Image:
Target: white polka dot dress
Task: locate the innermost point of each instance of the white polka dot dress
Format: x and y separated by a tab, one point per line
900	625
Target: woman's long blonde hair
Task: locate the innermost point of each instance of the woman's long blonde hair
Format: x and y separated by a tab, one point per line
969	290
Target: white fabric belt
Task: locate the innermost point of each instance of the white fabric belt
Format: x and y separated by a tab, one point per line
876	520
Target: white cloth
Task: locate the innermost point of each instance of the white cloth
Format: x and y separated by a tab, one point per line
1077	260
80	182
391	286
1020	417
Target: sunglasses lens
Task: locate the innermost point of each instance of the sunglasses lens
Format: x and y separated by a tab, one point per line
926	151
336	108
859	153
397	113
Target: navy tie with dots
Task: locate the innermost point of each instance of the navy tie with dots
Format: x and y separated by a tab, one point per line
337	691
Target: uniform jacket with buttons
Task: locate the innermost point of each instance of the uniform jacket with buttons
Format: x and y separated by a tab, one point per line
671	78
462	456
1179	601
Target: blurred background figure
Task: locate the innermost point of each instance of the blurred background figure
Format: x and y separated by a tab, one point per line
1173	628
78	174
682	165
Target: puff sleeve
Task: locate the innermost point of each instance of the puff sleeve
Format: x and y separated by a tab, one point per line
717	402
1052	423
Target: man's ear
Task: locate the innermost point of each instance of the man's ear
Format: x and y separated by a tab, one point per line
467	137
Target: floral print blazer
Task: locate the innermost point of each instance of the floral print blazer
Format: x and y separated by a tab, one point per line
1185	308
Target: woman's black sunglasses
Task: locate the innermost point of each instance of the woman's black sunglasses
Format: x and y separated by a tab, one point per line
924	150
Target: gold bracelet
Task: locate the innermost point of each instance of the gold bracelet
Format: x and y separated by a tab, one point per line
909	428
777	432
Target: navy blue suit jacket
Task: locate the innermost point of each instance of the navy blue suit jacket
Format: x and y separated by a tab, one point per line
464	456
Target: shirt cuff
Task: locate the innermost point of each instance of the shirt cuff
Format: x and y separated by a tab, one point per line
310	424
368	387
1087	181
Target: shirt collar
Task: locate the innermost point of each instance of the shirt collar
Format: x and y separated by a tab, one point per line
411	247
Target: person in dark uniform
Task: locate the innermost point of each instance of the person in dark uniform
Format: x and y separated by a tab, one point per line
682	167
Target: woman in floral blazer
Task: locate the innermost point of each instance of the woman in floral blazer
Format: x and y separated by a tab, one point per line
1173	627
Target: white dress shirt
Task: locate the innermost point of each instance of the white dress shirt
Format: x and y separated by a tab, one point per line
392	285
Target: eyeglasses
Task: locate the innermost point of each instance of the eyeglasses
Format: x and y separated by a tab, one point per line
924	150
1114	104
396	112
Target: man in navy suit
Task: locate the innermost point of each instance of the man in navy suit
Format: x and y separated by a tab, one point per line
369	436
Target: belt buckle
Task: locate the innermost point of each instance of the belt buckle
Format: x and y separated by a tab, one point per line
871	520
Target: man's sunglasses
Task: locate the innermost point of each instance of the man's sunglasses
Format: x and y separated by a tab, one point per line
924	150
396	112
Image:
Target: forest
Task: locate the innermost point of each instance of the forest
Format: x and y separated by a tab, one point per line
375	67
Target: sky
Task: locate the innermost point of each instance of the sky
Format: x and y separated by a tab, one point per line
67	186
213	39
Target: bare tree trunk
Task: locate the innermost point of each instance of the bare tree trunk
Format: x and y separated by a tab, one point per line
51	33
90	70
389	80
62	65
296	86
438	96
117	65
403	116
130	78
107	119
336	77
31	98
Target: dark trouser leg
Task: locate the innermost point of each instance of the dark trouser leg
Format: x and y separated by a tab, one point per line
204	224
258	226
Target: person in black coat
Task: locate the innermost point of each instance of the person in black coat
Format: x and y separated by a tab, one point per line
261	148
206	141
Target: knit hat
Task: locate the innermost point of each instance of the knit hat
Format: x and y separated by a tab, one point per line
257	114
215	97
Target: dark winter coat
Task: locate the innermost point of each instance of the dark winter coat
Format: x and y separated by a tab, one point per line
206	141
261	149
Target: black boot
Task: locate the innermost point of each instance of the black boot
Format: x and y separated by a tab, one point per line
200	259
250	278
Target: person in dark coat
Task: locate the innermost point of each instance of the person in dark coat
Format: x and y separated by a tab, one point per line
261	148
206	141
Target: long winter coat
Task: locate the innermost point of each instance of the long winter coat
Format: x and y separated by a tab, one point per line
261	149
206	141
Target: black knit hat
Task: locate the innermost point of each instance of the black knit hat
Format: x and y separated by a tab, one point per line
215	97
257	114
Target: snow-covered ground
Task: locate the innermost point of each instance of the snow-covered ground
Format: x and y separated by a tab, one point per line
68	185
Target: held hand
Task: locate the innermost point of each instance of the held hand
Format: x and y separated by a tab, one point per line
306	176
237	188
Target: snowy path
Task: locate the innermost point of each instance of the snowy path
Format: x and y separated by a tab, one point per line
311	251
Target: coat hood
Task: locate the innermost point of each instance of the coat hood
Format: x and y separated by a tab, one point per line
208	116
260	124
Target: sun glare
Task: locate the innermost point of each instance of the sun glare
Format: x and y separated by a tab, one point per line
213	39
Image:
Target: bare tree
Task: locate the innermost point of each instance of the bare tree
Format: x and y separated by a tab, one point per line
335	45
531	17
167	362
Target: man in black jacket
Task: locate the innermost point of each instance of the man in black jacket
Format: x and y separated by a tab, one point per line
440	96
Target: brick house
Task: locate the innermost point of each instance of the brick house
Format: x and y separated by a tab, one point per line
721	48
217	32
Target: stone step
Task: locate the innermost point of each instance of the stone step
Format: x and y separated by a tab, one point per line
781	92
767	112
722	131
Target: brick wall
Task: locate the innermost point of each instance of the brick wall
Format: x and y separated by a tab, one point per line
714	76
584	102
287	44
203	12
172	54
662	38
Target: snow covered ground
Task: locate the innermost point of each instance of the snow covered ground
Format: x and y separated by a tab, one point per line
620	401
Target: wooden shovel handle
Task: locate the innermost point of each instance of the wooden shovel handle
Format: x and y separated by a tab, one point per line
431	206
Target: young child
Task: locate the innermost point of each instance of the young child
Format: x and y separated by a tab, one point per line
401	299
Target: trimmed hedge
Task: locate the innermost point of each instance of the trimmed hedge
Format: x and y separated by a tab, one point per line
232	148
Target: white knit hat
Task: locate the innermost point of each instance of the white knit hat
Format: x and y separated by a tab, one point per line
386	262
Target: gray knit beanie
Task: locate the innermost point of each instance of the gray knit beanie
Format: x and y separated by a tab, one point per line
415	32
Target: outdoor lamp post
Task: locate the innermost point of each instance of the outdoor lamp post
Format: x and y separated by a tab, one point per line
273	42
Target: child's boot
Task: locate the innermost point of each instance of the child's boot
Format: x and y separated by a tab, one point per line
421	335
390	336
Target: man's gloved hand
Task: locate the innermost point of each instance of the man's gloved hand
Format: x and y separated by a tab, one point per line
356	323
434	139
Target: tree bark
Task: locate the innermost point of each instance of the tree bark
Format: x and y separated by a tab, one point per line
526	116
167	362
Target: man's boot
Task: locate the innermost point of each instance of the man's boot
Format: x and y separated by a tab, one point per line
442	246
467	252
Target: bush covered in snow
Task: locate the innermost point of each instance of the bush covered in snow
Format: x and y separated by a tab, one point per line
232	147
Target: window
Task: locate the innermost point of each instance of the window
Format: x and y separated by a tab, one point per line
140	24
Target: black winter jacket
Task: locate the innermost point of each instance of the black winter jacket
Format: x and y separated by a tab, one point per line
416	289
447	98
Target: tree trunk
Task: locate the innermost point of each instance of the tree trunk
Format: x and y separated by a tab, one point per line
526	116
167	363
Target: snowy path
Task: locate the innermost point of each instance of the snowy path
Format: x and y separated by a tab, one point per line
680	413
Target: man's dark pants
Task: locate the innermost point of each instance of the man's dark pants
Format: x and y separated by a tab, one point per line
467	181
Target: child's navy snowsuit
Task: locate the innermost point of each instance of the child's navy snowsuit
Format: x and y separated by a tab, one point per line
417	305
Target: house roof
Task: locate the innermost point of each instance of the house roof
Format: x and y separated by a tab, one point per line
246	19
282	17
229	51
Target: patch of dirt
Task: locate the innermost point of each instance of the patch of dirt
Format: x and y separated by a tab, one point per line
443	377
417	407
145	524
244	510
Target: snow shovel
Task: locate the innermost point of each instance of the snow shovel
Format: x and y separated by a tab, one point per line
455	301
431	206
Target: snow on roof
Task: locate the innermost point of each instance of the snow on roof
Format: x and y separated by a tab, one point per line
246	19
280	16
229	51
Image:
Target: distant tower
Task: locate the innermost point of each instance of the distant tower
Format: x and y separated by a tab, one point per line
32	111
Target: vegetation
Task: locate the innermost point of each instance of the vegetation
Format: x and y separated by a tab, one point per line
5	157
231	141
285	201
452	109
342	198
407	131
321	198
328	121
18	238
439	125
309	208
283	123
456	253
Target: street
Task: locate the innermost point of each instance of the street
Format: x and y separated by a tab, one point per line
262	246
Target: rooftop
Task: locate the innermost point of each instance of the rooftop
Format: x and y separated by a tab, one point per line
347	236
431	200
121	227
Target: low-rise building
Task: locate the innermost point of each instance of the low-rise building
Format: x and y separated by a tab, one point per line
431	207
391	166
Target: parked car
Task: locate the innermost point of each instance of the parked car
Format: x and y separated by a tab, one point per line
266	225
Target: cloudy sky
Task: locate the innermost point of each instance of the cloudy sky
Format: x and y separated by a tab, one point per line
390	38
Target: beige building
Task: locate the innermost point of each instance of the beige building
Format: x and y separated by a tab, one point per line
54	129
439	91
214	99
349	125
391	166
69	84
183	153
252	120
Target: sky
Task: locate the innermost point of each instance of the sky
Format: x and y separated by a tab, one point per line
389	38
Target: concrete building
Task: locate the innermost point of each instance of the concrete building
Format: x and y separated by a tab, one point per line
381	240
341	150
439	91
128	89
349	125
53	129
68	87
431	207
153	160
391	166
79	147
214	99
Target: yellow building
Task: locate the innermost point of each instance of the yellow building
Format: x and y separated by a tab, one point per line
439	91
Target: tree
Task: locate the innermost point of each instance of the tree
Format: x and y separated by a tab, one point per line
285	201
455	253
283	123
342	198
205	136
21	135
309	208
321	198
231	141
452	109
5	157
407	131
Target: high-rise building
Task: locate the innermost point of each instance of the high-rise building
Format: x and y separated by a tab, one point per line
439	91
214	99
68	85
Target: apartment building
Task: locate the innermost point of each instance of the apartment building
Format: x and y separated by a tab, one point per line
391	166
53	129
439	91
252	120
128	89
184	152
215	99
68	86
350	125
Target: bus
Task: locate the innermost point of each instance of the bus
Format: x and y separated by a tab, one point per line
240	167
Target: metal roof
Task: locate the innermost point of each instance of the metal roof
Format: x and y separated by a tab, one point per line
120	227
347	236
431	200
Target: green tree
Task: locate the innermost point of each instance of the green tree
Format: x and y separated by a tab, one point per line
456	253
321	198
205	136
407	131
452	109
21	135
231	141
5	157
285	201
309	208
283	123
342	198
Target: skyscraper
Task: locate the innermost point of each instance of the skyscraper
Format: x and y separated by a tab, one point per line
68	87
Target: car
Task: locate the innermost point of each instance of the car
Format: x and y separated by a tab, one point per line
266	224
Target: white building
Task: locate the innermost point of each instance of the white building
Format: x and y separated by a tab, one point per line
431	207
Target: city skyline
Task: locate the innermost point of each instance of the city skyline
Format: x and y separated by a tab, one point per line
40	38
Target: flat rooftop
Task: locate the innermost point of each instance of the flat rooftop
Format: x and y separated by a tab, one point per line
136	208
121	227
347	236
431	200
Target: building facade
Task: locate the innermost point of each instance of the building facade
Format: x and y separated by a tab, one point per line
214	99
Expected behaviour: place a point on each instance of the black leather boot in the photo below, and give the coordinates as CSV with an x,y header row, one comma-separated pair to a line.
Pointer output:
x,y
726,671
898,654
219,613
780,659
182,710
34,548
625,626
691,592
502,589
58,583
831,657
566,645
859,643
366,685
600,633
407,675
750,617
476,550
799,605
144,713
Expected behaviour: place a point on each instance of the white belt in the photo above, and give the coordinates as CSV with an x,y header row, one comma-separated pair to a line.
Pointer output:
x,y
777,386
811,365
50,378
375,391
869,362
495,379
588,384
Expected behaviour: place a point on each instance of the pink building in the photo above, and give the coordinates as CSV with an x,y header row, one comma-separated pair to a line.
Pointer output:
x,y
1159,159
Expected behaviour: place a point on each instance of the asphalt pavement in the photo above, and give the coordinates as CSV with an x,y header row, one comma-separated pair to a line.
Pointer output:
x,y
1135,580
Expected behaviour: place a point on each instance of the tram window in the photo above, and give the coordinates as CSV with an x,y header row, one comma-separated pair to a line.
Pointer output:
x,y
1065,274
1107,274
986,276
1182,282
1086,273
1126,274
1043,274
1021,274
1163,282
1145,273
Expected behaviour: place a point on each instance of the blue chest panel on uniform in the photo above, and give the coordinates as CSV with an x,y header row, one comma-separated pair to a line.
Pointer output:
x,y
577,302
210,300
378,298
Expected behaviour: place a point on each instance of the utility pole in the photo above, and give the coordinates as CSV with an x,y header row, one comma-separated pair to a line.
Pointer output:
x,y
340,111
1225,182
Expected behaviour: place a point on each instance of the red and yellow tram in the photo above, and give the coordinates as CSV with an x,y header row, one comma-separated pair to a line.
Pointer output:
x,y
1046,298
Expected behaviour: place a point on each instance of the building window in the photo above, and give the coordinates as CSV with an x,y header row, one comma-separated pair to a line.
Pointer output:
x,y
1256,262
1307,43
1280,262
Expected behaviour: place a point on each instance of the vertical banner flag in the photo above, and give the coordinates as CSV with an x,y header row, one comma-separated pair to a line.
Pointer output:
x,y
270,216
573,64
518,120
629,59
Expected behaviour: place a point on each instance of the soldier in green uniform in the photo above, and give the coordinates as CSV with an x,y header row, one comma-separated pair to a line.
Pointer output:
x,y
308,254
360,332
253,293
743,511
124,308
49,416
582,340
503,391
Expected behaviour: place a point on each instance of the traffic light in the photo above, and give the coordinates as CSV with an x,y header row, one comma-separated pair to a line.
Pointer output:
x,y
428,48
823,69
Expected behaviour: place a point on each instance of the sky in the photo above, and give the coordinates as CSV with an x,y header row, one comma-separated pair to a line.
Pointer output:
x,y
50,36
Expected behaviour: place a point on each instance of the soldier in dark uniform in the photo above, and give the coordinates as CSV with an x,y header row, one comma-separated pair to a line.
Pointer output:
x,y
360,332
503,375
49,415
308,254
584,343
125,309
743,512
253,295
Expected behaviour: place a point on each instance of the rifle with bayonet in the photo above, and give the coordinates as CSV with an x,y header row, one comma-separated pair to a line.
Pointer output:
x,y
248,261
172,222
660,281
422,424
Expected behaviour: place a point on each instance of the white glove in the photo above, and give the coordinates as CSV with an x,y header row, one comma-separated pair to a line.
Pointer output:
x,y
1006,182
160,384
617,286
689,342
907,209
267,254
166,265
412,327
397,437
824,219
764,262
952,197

....

■ What to produce
Taking the records above, retype every line from the one with "Target: brick house" down to the one with "the white knit hat", exactly and with nothing else.

■ Your solution
Target: brick house
Task: locate the innermost point of each instance of the brick house
Format: x and y separated by a tab, one point per line
721	48
217	32
Target: stone step
Task: locate the innermost point of each instance of the stone step
Format: x and y separated by a tab, one point per line
781	92
767	112
722	131
Target: brick wall
Task: locate the innermost point of each instance of the brick wall
Format: x and y separated by a tab, one point per line
714	76
584	102
287	44
203	12
172	54
662	38
Target: snow covered ground
Task: locate the innermost point of each instance of the snow covered ground
Format: x and y separated by a tab, one point per line
620	401
Target: wooden shovel handle
Task: locate the innermost point of each instance of the wooden shovel handle
Format: x and y separated by a tab, one point per line
431	206
Target: young child
Task: locate the innermost point of each instance of the young child
Format: x and y separated by a tab, one point per line
401	299
Target: trimmed hedge
Task: locate the innermost point of each instance of the trimmed hedge
Format: x and y separated by a tab, one point per line
232	148
Target: white knit hat
Task: locate the innermost point of each instance of the white knit hat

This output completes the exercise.